[Dataset items]
=== Begin Enclosure ===

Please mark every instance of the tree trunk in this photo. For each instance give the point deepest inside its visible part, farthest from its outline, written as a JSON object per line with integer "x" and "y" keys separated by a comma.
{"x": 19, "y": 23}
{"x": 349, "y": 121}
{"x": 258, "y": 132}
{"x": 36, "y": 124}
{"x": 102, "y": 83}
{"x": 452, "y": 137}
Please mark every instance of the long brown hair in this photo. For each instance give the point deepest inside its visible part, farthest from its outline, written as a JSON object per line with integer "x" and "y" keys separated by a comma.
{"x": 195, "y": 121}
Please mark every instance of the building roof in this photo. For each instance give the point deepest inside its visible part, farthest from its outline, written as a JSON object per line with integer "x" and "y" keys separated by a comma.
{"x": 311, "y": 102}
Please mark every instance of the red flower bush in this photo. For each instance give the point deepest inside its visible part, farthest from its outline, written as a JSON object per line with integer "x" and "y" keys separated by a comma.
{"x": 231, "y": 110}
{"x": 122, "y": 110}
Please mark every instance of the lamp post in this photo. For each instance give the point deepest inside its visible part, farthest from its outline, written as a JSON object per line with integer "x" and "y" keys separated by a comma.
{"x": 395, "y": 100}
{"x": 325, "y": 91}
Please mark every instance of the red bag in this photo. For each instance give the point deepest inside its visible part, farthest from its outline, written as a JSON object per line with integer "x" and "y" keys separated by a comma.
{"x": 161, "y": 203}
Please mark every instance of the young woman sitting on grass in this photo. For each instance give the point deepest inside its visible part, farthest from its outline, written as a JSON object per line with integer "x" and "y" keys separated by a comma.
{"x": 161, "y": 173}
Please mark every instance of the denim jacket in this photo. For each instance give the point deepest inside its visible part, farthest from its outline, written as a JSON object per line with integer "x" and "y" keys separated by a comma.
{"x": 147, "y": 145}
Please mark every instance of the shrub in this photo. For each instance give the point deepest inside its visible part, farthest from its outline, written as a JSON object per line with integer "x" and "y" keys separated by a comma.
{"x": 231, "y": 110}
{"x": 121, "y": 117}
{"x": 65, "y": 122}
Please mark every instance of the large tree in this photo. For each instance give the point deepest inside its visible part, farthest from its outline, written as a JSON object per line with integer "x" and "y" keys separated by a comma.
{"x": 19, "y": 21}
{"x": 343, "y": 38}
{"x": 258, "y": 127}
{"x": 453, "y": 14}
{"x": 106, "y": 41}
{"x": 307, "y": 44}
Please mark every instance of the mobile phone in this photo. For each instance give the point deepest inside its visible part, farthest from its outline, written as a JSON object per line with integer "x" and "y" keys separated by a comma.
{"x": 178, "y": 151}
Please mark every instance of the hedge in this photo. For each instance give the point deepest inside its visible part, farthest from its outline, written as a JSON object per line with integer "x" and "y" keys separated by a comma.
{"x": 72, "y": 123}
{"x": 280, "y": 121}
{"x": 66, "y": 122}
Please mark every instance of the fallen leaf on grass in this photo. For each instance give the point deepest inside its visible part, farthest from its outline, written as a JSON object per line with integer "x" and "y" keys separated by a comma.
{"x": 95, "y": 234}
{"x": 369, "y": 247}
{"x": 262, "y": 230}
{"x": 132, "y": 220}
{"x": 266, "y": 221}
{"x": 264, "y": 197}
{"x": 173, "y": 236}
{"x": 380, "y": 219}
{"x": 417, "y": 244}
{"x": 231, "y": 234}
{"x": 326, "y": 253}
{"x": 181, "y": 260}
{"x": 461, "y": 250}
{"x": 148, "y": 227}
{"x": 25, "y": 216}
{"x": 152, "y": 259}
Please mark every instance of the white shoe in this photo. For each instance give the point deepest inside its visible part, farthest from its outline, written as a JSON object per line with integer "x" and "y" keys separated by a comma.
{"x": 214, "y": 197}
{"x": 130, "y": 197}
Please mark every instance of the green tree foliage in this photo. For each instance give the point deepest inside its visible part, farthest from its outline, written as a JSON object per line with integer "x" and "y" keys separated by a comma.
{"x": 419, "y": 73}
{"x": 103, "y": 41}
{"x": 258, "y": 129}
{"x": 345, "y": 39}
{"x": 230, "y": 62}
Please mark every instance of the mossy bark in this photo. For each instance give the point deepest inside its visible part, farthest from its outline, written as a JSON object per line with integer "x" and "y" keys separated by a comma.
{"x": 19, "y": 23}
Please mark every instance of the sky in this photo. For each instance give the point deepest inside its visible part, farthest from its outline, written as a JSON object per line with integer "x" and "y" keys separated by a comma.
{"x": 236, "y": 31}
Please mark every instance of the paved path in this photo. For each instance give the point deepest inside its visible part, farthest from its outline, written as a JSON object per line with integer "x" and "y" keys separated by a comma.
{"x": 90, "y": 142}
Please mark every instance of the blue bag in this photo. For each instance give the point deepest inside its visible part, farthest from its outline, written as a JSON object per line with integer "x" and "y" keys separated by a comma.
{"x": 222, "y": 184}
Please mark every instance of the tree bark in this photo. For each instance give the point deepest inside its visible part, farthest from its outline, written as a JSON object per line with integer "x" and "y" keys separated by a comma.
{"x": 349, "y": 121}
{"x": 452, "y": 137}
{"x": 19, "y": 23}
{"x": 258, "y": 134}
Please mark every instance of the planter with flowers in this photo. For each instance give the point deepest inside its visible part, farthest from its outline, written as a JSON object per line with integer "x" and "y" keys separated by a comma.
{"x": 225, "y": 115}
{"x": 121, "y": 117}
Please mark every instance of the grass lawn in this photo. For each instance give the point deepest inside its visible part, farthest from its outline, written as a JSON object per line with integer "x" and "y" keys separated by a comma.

=== End Enclosure ===

→ Task to complete
Each entry above is to be transcribed exactly as it was written.

→ Task response
Please mark every instance of the tree trunk in this photo. For each instance give the point deepest inside its visible part, farthest from its outline, written as a JSON object per line with integer "x" and "y" keys separated by a comma.
{"x": 19, "y": 23}
{"x": 349, "y": 121}
{"x": 258, "y": 132}
{"x": 36, "y": 124}
{"x": 102, "y": 83}
{"x": 452, "y": 137}
Please mark every instance of the long brown hair in this photo. For each instance give the point deepest inside its visible part, farthest from its outline, written as a JSON object per line with integer "x" and "y" keys separated by a comma.
{"x": 195, "y": 121}
Please mark every instance of the building roof in this photo. For each instance give the point deepest inside its visible part, farthest from its outline, written as a JSON object per line with integer "x" and "y" keys separated by a comma.
{"x": 311, "y": 102}
Please mark every instance of the red flower bush in this photo. For each instance give the point deepest inside its visible part, farthest from its outline, written as a JSON object per line with integer "x" and "y" keys separated by a comma.
{"x": 231, "y": 110}
{"x": 122, "y": 110}
Please mark every instance of the lamp post in this photo. For each instance give the point deepest inside its visible part, farthest from its outline, written as a JSON object per line with integer "x" and "y" keys separated by a comma.
{"x": 395, "y": 100}
{"x": 325, "y": 91}
Please mark every instance of the red bag in this photo. For each instance give the point deepest inside its visible part, farthest from its outline, written as a JSON object per line with integer "x" and "y" keys separated by a comma.
{"x": 161, "y": 203}
Please mark every instance of the young woman sitting on grass in this photo. For each instance give the point deepest inside its visible part, farthest from its outline, written as a JSON object per line with integer "x" and "y" keys separated by a comma.
{"x": 161, "y": 173}
Please mark every instance of the denim jacket in this photo. For each instance give the point deepest inside its visible part, farthest from its outline, written as a JSON object per line with integer "x" and "y" keys separated by a comma.
{"x": 147, "y": 145}
Please mark every instance of the shrub in this photo. For each instance give the point deepest inside its visible part, farthest from its outline, written as a JSON object per line with integer "x" and "y" keys separated by a comma.
{"x": 231, "y": 110}
{"x": 121, "y": 117}
{"x": 65, "y": 122}
Please mark every instance of the large tree in this photo. For each instance give the point deepest inside its visible part, farthest from its outline, written as a JSON object per line with integer "x" and "y" keys separated by a comma.
{"x": 19, "y": 21}
{"x": 343, "y": 38}
{"x": 258, "y": 127}
{"x": 453, "y": 14}
{"x": 106, "y": 41}
{"x": 307, "y": 44}
Please mark every instance of the mobile phone in this photo. For each instance give the point deepest inside its visible part, farthest from its outline, written as a JSON object per line with integer "x" and "y" keys separated by a comma.
{"x": 178, "y": 151}
Please mark every instance of the hedge in this photo. For each instance give the point deepest inside its visible part, farthest from its outline, written as a JSON object per line with integer "x" and "y" keys separated by a comma.
{"x": 72, "y": 123}
{"x": 280, "y": 121}
{"x": 66, "y": 122}
Please mark every instance of the fallen leaf on grass in this photo. For each instance give the point deepest inside its visible part, farthest from its outline, written as a JSON object per line with integer "x" and "y" keys separated by a comma.
{"x": 95, "y": 234}
{"x": 369, "y": 247}
{"x": 262, "y": 230}
{"x": 132, "y": 220}
{"x": 266, "y": 221}
{"x": 264, "y": 197}
{"x": 173, "y": 236}
{"x": 380, "y": 219}
{"x": 417, "y": 244}
{"x": 231, "y": 234}
{"x": 326, "y": 253}
{"x": 181, "y": 260}
{"x": 461, "y": 250}
{"x": 148, "y": 227}
{"x": 25, "y": 216}
{"x": 152, "y": 259}
Please mark every instance of the white shoe in this photo. For each instance give the point deepest inside its visible part, farthest from its outline, written as a JSON object per line with integer "x" and "y" keys separated by a comma.
{"x": 214, "y": 197}
{"x": 130, "y": 197}
Please mark every instance of the green tree foliage in this photo. For each instance give the point deepest inside its visible part, farthest from its outline, written as a JSON object per line with integer "x" and "y" keys separated by a comma.
{"x": 419, "y": 73}
{"x": 103, "y": 41}
{"x": 258, "y": 129}
{"x": 345, "y": 39}
{"x": 230, "y": 62}
Please mark every instance of the mossy bark in this photo. For each instance give the point deepest inside its visible part, farthest from its outline, written as a JSON object per line with integer "x" and "y" keys separated by a comma.
{"x": 19, "y": 23}
Please mark every instance of the sky in this photo. For each instance give the point deepest inside its visible part, farthest from its outline, written as a JSON object per line with integer "x" and "y" keys separated by a comma.
{"x": 236, "y": 31}
Please mark every instance of the paved path in this photo. For each instance give the point deepest inside its visible part, farthest from its outline, written as a JSON object per line with integer "x" and "y" keys separated by a comma.
{"x": 90, "y": 142}
Please mark every instance of the blue bag in this photo. For each instance give the point deepest inside its visible part, farthest from its outline, written as a JSON object per line with integer "x" and "y" keys separated by a comma.
{"x": 222, "y": 184}
Please mark every instance of the tree bark in this photo. For each instance give the point deepest inside its visible part, farthest from its outline, written as a JSON object per line with integer "x" and "y" keys separated by a comma.
{"x": 349, "y": 121}
{"x": 452, "y": 137}
{"x": 19, "y": 23}
{"x": 258, "y": 134}
Please mark every instance of the planter with flowers in this photo. For each instance give the point deepest inside its visible part, farthest from its outline, written as a JSON object per line with integer "x" and "y" keys separated by a comma.
{"x": 225, "y": 115}
{"x": 121, "y": 117}
Please mark every instance of the grass lawn in this photo. For each instance give the point deepest inside its visible part, farthest from its outline, written as a JSON object per line with integer "x" and "y" keys separated by a comma.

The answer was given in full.